[Begin DATASET RECORDS]
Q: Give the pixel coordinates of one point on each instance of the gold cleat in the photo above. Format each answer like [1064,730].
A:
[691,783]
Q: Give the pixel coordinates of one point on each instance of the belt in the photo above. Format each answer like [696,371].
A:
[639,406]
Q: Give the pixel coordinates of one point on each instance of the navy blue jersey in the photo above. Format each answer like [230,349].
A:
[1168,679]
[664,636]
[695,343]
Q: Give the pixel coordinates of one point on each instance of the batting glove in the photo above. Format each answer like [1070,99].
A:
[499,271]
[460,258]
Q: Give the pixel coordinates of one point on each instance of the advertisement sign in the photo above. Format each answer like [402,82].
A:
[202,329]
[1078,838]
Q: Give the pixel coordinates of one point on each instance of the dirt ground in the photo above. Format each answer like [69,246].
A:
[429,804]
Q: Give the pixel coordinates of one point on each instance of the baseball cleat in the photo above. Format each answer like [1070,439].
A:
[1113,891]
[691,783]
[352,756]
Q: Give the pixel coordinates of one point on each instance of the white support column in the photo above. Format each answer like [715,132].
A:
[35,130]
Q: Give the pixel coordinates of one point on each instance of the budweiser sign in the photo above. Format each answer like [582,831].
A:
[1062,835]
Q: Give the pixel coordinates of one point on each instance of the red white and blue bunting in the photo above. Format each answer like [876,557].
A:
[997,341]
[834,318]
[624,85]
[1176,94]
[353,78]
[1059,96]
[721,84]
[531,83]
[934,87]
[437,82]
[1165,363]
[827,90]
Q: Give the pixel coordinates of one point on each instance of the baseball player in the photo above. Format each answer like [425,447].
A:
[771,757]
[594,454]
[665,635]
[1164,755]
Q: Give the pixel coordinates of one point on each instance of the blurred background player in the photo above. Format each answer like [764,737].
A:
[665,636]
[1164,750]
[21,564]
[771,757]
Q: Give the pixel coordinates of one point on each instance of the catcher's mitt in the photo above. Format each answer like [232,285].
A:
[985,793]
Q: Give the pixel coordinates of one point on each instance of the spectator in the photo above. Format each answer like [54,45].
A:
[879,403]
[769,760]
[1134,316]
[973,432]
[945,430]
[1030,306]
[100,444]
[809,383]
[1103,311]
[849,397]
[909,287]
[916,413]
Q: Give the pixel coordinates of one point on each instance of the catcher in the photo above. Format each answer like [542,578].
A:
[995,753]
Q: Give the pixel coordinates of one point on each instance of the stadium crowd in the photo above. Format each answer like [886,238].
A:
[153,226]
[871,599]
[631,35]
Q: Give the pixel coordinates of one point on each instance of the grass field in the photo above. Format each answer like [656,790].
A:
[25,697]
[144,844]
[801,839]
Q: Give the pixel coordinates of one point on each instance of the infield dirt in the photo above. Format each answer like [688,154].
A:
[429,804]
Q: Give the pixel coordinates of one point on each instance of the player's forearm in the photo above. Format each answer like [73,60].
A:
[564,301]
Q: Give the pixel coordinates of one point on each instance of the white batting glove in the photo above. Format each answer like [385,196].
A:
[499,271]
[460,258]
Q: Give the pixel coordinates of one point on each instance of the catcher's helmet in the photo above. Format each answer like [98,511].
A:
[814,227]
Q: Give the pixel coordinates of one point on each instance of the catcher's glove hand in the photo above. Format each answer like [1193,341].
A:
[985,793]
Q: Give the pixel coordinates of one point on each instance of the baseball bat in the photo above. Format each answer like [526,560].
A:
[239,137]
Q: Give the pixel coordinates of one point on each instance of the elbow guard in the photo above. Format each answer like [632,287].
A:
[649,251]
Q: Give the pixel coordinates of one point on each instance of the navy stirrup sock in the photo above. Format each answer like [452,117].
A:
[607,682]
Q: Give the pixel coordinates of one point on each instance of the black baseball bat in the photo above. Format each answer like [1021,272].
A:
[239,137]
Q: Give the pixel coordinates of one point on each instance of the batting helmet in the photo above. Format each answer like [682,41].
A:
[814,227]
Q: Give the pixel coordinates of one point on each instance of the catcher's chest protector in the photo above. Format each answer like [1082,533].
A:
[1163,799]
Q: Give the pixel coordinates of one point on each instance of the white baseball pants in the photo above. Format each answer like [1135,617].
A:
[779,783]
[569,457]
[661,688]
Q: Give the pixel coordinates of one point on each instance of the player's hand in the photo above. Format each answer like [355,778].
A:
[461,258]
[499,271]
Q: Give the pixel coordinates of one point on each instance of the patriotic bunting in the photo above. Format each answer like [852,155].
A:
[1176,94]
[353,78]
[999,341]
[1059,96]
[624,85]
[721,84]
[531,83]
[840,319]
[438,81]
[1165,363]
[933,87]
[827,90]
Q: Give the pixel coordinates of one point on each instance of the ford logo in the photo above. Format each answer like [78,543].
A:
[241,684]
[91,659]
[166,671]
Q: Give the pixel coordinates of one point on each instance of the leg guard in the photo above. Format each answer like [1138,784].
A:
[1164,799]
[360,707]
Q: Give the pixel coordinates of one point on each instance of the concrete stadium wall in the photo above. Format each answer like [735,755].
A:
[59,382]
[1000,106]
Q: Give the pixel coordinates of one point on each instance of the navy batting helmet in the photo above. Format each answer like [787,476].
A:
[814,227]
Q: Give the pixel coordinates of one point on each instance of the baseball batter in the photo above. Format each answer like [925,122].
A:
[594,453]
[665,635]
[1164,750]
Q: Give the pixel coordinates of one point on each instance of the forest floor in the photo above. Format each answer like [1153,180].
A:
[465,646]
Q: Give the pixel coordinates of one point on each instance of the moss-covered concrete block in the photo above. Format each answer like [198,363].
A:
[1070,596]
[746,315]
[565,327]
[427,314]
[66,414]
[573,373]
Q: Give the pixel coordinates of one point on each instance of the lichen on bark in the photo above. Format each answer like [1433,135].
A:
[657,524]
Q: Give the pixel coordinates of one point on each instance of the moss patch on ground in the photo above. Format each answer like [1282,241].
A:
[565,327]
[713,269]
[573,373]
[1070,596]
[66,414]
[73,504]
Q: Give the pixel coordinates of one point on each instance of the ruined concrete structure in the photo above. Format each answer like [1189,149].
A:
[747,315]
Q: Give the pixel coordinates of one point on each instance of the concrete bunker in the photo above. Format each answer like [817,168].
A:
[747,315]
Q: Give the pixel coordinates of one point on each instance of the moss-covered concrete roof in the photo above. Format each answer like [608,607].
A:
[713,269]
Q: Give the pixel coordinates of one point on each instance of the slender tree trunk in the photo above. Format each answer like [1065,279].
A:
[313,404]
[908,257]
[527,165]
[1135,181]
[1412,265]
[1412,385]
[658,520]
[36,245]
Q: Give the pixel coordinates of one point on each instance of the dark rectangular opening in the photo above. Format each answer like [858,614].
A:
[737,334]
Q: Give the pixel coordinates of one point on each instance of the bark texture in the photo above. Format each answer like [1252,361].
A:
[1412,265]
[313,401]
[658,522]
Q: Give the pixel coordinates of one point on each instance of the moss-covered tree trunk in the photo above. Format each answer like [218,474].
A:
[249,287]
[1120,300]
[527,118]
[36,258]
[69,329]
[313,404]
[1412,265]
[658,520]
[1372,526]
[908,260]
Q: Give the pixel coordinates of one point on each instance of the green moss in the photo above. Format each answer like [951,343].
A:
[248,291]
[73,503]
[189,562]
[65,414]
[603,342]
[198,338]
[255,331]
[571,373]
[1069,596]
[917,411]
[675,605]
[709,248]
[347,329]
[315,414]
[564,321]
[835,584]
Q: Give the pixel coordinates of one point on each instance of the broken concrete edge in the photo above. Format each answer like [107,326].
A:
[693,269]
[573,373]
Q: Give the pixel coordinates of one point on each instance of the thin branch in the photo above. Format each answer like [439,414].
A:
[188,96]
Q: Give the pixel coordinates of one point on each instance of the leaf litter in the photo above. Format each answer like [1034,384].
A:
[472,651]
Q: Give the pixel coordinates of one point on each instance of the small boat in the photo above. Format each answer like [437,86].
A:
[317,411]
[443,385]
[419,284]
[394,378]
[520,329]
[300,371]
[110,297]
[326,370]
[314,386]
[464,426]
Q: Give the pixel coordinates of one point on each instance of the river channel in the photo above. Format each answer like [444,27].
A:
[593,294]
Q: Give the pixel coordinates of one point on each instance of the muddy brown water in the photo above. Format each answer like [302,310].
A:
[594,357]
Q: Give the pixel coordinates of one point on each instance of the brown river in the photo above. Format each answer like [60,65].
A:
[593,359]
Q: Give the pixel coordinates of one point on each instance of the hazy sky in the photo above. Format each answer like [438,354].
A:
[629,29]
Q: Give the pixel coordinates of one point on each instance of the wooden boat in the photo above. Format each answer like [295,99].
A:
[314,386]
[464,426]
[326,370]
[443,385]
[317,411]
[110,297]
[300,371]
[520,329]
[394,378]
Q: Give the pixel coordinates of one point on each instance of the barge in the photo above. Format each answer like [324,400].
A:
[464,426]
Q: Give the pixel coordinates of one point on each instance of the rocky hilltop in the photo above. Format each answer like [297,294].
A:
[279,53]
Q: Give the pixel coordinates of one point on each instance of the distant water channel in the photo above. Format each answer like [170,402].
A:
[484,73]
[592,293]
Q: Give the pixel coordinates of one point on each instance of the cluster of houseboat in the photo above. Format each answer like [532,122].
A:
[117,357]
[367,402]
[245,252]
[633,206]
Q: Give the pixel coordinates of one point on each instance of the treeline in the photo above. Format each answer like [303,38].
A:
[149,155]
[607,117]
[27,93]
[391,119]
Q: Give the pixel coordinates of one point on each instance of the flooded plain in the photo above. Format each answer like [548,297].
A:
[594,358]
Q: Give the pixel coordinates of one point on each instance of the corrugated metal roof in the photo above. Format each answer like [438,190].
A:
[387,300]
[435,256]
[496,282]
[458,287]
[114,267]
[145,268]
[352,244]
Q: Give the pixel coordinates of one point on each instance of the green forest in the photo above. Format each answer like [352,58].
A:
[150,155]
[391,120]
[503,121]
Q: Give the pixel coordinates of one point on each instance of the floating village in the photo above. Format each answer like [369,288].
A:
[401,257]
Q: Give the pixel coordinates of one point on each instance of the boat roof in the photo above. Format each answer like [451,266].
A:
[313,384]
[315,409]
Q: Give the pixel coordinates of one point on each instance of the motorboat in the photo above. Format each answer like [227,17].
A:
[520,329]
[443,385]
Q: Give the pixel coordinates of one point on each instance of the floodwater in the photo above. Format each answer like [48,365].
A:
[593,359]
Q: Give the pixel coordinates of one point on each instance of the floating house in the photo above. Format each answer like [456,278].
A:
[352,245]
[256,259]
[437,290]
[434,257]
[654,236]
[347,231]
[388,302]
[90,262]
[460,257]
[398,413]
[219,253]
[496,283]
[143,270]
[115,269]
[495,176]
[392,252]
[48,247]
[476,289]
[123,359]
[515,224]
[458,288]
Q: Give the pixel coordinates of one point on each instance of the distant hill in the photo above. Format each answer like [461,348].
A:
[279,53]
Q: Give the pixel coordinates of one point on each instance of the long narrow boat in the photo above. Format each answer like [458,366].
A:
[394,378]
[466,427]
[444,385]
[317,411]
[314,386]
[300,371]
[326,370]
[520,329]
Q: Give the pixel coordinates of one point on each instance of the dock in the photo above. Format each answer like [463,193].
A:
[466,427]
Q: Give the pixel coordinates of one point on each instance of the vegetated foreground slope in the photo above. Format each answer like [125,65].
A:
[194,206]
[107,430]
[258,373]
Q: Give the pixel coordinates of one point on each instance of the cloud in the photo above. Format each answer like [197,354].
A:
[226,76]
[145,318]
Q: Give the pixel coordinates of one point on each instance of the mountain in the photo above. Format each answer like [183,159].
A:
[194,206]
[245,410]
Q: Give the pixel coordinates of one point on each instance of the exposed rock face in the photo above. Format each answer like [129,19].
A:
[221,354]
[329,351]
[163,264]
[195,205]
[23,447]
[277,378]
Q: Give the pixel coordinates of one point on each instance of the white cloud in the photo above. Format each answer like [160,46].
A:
[End DATASET RECORDS]
Please give the data from the line containing "answer like [125,65]." through the end of the data, including both of those lines, as a JSON list of strings with one string per line and blank lines left out.

COMPLETE ANSWER
[
  "Q: Give the pixel coordinates of one point on each instance of the vegetated foreground slope in the photo above. Format each answer like [125,65].",
  "A:",
  "[194,206]",
  "[107,430]",
  "[258,373]",
  "Q: Give the pixel coordinates of one point on each instance of the cloud in the photo above. Format each answer like [197,354].",
  "A:",
  "[226,76]",
  "[145,318]",
  "Q: Give the pixel coordinates of one point on each instance of the mountain in the photo above. Format each answer like [183,159].",
  "A:",
  "[194,206]",
  "[245,410]",
  "Q: Give the pixel coordinates of one point on each instance of the exposed rock face in the photo above. Format each answer like [129,19].",
  "A:",
  "[221,354]",
  "[329,351]",
  "[163,264]",
  "[195,205]",
  "[23,447]",
  "[277,378]",
  "Q: Give the pixel coordinates of one point on each instance of the white cloud in the photo above. Format each answer like [160,46].",
  "A:"
]